**Exercise objective**
Gather every line of the records below that contains the word "white" and copy each one out.

— START OF The input —

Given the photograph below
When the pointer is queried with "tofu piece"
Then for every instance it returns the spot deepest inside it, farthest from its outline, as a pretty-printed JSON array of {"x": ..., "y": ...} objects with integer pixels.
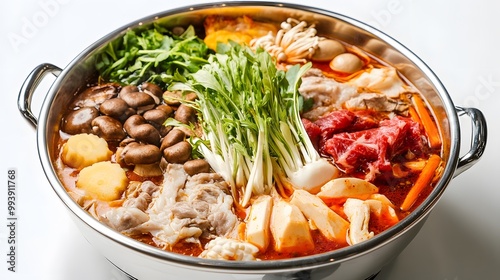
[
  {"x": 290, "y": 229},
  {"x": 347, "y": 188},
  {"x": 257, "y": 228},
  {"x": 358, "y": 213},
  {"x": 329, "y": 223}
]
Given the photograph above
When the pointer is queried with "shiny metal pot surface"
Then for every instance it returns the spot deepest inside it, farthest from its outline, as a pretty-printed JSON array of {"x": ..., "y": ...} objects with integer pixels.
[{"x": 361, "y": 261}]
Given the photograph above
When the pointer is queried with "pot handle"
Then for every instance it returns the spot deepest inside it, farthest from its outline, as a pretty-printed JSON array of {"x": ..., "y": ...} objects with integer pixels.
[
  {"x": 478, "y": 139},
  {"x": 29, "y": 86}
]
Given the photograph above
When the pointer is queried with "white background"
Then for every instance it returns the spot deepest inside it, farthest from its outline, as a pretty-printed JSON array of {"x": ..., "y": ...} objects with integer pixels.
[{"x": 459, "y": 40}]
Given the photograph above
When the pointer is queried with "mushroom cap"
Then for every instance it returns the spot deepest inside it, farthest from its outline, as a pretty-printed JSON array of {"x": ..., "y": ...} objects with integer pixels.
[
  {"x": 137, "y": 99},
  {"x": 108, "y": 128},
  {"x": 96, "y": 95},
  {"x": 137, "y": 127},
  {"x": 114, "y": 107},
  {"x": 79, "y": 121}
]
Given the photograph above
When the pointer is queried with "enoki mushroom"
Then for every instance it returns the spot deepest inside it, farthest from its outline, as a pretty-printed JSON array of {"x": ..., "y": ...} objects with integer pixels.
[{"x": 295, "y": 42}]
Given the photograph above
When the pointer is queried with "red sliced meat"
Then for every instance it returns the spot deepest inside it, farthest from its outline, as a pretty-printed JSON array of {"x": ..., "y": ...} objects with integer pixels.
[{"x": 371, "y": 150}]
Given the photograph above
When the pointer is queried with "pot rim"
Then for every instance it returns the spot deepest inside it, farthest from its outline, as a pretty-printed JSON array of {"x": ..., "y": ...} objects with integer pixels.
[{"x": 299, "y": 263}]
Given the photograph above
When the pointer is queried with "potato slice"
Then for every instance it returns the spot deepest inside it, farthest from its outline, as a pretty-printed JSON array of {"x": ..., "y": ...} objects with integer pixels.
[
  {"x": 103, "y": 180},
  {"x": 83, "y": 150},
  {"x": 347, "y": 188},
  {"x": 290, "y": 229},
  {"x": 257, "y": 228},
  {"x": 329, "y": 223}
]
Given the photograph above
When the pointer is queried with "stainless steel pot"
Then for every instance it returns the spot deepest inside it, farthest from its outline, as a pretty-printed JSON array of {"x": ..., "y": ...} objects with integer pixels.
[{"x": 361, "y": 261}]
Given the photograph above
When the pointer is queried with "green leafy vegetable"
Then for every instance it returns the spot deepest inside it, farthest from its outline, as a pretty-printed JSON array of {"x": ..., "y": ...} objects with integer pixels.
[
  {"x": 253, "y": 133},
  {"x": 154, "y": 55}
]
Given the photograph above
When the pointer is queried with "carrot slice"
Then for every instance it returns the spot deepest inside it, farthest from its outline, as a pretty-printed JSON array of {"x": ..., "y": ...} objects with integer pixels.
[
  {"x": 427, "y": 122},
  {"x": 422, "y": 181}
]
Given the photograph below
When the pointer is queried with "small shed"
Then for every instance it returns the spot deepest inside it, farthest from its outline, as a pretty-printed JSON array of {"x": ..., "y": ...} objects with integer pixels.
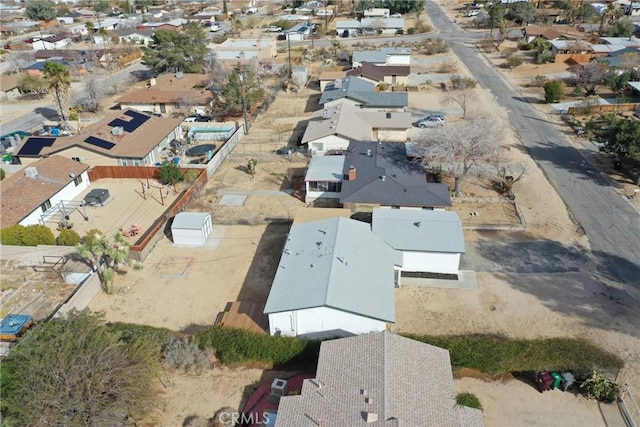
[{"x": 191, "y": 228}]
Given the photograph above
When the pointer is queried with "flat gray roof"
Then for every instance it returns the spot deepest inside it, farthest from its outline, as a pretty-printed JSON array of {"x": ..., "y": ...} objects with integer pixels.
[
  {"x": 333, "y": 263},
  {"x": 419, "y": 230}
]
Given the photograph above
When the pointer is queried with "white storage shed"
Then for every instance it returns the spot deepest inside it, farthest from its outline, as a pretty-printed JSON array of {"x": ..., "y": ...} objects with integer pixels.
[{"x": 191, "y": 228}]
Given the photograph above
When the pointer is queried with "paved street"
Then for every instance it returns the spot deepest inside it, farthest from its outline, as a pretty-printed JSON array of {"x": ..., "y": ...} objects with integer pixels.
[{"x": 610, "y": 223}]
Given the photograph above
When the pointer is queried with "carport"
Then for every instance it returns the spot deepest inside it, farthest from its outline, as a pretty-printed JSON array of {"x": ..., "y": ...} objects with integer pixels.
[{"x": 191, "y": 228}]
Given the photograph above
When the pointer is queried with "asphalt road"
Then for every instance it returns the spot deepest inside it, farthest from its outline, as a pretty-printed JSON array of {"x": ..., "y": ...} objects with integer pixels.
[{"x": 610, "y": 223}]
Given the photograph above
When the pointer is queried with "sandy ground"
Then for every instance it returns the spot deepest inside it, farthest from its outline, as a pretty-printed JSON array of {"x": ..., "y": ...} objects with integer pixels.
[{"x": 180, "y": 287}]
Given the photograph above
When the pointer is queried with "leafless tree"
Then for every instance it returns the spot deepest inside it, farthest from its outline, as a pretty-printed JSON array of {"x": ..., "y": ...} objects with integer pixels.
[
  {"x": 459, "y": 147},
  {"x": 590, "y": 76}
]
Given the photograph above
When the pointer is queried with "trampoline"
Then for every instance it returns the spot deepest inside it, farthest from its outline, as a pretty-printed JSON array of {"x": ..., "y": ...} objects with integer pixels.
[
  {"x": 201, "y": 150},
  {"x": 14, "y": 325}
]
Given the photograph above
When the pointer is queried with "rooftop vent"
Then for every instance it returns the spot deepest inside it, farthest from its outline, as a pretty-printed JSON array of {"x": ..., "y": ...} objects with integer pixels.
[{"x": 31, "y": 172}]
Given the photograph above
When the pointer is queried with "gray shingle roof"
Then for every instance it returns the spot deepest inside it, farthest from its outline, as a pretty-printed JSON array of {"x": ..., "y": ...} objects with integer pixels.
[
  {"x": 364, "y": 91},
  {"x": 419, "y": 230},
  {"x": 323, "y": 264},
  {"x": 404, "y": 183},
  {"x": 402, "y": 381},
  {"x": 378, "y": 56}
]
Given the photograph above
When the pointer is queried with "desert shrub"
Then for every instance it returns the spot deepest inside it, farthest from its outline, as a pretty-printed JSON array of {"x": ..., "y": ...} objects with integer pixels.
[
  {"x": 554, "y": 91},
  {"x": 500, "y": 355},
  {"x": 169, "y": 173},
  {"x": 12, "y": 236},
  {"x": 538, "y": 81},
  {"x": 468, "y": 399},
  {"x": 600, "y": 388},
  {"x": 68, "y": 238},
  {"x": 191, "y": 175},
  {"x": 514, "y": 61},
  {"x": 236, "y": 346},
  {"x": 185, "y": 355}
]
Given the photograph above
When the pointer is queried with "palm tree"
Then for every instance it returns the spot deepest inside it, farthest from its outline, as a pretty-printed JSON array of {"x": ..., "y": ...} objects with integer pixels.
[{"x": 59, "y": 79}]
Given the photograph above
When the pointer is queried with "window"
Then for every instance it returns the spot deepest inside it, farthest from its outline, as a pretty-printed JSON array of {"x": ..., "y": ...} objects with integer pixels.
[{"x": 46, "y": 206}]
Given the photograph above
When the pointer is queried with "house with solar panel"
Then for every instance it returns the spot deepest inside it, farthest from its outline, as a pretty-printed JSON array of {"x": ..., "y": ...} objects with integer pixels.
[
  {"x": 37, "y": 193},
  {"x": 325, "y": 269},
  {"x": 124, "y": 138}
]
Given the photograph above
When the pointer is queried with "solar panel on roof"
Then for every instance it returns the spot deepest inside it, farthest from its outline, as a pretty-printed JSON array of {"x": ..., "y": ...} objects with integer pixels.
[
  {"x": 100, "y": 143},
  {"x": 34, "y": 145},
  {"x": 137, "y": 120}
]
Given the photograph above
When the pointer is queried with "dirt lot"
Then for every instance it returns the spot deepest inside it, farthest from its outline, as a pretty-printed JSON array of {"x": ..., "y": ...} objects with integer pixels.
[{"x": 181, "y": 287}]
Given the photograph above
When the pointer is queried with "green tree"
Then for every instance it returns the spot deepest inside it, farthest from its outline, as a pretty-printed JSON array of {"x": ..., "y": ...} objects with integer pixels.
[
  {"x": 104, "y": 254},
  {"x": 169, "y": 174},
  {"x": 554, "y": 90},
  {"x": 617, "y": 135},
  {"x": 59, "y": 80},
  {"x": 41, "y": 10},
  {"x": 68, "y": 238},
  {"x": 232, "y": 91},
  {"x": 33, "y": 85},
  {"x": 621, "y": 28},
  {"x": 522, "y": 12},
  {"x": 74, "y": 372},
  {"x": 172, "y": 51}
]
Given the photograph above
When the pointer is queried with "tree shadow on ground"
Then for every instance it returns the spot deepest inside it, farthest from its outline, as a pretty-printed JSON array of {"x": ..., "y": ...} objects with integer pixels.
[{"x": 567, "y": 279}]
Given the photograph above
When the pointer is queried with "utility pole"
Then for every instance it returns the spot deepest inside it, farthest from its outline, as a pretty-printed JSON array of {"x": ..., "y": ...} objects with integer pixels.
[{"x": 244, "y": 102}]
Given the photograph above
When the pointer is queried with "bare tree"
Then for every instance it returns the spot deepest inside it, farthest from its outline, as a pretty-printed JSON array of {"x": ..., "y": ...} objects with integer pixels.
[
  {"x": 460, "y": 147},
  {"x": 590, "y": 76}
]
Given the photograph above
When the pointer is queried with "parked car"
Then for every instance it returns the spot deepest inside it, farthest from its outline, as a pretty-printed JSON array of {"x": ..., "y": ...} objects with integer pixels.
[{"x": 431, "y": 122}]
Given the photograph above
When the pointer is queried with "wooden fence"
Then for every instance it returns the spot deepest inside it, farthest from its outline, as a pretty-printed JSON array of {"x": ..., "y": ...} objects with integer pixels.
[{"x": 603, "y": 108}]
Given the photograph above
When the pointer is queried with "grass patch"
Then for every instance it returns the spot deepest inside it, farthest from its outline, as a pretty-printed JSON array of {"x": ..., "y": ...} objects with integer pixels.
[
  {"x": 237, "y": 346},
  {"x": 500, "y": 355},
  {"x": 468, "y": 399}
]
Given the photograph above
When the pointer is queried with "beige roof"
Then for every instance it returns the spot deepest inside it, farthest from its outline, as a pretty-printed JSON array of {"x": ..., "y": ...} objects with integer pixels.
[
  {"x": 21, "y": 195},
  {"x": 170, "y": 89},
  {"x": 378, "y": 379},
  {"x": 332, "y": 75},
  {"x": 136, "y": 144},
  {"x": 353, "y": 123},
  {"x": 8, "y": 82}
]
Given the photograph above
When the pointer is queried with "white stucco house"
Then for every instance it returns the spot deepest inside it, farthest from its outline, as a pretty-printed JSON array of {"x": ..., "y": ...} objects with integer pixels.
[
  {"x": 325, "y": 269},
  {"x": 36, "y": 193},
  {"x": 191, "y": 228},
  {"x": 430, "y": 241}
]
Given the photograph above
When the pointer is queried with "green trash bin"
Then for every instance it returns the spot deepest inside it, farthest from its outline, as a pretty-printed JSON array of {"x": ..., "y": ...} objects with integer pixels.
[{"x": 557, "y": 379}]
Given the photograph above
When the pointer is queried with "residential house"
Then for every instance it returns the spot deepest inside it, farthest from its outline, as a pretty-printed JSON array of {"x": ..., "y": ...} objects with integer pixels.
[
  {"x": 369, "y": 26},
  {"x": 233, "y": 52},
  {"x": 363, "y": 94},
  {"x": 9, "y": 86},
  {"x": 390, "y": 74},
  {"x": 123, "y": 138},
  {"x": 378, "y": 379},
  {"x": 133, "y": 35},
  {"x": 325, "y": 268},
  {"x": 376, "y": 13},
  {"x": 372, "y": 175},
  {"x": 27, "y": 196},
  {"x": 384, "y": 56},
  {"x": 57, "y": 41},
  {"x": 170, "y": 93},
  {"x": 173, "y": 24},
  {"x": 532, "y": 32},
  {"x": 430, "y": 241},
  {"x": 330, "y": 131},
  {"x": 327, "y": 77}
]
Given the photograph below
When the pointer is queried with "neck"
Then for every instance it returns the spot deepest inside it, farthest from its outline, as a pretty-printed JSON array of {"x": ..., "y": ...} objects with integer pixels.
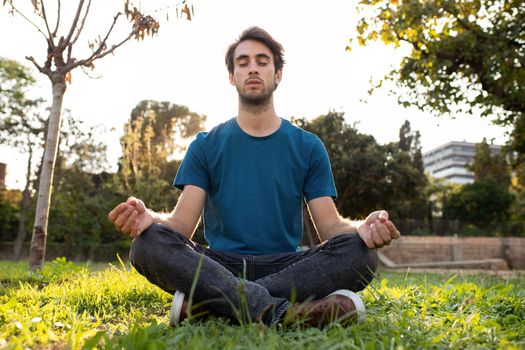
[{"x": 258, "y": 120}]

— END OF The input —

**Full answer**
When the pointer is queried with "white background"
When the pointer is queried with "white storage shed"
When the pointer is queried with "white stucco house"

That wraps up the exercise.